What this task involves: Work through the records below and copy every line that includes "feathers".

Task material:
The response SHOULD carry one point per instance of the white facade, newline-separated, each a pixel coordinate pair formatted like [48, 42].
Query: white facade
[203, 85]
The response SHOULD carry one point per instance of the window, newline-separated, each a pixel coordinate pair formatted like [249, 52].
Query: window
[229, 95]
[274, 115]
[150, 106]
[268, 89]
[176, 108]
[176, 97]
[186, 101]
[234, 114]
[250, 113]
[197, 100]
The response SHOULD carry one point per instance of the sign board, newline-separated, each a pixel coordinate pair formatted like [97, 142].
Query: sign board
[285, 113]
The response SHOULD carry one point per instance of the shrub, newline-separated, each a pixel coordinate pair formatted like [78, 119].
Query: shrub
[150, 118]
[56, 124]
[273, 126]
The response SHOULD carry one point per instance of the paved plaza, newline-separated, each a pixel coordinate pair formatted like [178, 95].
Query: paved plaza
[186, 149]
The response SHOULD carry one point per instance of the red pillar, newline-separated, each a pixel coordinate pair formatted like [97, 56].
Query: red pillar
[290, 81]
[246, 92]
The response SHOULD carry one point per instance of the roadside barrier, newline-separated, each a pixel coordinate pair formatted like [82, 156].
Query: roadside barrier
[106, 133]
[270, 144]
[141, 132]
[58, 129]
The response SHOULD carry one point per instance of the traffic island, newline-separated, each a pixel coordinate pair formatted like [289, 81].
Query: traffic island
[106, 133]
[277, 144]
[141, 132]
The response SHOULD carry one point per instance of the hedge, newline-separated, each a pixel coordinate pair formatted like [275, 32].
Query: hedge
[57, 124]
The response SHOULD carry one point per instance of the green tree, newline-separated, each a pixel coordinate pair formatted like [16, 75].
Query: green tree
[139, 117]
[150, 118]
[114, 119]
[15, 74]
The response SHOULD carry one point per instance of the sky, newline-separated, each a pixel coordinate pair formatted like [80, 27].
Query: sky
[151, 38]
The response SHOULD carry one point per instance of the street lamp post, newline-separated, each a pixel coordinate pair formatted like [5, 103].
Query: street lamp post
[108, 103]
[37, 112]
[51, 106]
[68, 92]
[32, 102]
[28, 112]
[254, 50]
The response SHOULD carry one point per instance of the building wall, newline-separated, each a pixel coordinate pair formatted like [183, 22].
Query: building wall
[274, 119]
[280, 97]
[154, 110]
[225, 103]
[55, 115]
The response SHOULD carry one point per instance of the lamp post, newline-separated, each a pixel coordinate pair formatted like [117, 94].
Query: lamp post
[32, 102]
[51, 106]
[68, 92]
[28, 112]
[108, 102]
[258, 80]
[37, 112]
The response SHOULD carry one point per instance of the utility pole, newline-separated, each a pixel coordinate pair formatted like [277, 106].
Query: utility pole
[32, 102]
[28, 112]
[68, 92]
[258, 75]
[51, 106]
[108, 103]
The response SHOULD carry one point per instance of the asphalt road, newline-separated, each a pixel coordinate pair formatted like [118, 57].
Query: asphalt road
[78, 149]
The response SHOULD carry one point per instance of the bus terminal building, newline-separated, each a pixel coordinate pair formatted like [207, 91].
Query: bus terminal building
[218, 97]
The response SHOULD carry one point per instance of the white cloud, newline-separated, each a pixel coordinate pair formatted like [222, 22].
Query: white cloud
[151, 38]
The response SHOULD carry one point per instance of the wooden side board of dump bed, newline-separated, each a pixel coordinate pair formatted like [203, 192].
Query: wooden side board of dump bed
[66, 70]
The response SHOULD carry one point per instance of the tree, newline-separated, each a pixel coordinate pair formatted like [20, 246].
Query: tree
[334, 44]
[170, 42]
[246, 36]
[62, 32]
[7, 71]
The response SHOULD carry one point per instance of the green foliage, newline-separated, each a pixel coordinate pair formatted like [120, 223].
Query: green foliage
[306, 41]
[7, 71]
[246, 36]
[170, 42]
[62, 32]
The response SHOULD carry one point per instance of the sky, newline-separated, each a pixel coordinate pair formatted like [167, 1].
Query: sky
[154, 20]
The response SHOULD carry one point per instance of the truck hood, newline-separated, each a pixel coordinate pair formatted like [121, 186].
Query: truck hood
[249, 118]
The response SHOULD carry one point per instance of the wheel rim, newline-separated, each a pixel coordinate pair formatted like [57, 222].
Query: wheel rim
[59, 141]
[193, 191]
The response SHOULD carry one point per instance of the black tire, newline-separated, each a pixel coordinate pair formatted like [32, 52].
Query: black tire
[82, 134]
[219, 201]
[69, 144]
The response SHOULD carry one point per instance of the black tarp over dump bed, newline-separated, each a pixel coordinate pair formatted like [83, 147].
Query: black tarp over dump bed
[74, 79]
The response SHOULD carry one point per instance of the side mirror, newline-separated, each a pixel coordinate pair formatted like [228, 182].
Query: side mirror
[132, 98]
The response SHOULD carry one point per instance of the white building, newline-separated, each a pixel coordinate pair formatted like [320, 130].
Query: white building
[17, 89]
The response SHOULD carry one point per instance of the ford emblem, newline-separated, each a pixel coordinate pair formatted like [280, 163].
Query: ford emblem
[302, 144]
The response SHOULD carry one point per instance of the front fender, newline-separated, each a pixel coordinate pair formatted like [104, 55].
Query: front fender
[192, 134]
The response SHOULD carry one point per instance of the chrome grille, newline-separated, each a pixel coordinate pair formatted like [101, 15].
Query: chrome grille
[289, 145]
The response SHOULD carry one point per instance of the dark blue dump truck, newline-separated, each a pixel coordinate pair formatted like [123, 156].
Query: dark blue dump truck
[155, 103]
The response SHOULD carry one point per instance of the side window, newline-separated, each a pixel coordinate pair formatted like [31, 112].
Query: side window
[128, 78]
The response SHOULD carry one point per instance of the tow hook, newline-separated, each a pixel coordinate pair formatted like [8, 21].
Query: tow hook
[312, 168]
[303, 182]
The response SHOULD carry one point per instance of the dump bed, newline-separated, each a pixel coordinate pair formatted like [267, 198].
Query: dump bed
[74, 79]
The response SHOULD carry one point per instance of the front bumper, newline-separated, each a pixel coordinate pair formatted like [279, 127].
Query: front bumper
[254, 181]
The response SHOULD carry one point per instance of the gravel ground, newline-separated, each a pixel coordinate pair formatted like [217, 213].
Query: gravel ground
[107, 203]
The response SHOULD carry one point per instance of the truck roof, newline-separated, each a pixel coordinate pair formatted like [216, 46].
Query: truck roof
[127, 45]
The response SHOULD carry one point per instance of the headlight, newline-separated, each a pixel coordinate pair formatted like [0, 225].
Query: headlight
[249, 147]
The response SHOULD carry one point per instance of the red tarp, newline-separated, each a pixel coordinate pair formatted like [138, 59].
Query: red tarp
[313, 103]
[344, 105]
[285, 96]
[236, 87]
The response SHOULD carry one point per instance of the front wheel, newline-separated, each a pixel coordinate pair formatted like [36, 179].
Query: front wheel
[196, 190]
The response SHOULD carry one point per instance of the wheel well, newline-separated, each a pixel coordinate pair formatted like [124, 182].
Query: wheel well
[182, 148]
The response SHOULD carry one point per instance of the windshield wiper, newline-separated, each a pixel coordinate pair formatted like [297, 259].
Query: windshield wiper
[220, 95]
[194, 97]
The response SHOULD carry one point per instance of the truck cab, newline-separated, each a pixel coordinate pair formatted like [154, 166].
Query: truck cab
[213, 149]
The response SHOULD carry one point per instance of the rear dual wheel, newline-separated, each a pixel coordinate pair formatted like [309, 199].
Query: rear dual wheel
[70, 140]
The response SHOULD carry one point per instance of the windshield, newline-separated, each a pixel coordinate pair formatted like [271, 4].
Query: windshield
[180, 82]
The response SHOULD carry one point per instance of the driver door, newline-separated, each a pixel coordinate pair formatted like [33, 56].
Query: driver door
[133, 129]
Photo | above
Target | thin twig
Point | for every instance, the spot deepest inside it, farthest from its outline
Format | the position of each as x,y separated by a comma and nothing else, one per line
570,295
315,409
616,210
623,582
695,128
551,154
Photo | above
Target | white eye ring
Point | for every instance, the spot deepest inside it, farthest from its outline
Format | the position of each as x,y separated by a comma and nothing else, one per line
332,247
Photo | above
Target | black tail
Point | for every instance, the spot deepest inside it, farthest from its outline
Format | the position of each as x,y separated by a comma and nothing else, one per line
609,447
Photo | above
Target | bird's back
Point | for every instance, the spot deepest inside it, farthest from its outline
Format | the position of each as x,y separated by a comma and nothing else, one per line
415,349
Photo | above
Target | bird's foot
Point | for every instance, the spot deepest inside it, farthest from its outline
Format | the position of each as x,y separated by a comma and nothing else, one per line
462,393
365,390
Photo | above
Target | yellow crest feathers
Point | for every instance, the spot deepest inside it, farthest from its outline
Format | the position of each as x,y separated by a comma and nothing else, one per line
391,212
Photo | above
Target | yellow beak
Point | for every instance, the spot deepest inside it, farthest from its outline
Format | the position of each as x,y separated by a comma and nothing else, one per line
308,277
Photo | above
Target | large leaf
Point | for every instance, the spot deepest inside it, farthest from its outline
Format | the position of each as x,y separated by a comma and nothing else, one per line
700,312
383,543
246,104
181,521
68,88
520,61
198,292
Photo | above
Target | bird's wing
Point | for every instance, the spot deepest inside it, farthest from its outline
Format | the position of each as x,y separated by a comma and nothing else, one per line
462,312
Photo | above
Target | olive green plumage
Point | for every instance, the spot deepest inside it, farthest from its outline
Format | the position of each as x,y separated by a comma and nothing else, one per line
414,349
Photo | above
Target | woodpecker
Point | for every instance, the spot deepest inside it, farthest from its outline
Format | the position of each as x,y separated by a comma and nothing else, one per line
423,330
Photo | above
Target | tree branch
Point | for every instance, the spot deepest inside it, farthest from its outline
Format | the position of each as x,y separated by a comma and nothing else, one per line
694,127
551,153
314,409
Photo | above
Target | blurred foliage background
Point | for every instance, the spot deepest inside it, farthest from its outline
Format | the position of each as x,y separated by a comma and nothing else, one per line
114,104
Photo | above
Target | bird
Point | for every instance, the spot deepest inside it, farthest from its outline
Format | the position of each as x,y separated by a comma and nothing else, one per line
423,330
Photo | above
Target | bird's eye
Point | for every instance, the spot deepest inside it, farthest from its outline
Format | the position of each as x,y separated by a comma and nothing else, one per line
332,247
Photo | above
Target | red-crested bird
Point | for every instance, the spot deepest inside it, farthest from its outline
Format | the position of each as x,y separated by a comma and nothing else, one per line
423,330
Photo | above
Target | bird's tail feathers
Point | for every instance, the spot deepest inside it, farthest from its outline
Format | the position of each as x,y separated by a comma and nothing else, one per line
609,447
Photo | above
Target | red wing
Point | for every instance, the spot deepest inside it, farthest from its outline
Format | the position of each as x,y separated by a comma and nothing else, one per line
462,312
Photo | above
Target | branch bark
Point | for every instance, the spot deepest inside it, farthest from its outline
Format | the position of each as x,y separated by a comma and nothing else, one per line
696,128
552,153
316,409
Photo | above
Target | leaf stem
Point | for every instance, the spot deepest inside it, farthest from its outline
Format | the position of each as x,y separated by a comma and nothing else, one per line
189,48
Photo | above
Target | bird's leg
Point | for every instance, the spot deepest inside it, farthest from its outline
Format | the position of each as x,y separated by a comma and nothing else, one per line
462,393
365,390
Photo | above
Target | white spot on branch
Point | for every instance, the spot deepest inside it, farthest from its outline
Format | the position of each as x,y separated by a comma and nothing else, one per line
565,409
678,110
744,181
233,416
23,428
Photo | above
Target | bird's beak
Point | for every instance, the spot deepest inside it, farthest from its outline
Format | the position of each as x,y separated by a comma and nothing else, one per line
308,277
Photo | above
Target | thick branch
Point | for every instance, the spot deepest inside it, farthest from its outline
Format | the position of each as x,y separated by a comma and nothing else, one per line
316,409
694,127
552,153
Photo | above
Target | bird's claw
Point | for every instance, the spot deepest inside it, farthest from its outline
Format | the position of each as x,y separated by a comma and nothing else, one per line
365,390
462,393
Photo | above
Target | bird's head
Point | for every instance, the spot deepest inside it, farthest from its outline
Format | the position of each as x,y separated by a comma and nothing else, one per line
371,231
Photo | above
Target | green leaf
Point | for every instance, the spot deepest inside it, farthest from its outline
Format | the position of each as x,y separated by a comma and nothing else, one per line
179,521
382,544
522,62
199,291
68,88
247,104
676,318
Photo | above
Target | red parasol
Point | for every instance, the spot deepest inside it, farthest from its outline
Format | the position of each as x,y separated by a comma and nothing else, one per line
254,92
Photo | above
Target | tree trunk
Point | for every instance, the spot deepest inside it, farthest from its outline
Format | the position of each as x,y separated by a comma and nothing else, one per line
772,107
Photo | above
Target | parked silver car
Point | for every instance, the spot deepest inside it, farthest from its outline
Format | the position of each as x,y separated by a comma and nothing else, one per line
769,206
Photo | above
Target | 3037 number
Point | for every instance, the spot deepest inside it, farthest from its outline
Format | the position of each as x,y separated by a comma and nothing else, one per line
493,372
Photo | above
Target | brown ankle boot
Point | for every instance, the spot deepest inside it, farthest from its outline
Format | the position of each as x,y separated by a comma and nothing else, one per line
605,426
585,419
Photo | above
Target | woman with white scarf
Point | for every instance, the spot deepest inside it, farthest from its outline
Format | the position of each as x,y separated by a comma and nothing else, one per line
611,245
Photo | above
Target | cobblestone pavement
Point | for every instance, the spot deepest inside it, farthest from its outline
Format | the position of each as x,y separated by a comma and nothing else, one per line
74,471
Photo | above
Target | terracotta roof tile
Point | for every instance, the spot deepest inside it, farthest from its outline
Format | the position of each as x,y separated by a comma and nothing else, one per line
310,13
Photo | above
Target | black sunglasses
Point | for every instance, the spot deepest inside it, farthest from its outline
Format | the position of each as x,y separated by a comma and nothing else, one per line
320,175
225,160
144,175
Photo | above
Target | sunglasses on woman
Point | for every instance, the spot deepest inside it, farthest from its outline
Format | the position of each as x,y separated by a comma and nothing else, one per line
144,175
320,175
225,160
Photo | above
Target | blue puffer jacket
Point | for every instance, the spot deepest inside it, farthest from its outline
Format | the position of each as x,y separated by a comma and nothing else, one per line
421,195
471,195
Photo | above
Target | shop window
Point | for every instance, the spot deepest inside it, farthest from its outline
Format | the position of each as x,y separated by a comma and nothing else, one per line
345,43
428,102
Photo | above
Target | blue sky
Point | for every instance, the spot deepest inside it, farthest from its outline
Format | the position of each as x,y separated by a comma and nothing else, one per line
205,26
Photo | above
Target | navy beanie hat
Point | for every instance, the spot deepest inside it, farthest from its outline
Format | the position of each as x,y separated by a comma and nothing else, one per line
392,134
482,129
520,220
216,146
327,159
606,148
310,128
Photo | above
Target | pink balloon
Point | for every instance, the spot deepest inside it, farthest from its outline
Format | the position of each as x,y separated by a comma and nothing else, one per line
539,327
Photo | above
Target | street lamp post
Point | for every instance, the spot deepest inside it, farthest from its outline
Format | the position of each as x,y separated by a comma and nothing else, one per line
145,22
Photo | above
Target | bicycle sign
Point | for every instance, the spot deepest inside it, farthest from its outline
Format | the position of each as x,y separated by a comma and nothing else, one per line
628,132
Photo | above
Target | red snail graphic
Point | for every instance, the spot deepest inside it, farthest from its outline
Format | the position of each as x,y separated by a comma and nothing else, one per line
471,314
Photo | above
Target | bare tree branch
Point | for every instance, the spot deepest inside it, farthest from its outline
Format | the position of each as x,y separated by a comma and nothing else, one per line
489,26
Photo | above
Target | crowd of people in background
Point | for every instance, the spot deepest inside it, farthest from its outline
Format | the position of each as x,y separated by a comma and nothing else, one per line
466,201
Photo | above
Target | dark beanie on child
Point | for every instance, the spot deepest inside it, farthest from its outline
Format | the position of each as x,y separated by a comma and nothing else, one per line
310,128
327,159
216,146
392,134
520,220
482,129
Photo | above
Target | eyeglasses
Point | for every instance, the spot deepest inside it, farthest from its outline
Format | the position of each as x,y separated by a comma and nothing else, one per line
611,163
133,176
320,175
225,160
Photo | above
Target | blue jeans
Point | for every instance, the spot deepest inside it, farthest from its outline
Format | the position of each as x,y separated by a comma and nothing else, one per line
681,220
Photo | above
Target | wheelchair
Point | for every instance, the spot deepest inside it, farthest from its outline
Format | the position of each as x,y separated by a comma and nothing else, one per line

Task output:
Target | yellow crest feathers
Target | bird's tail feathers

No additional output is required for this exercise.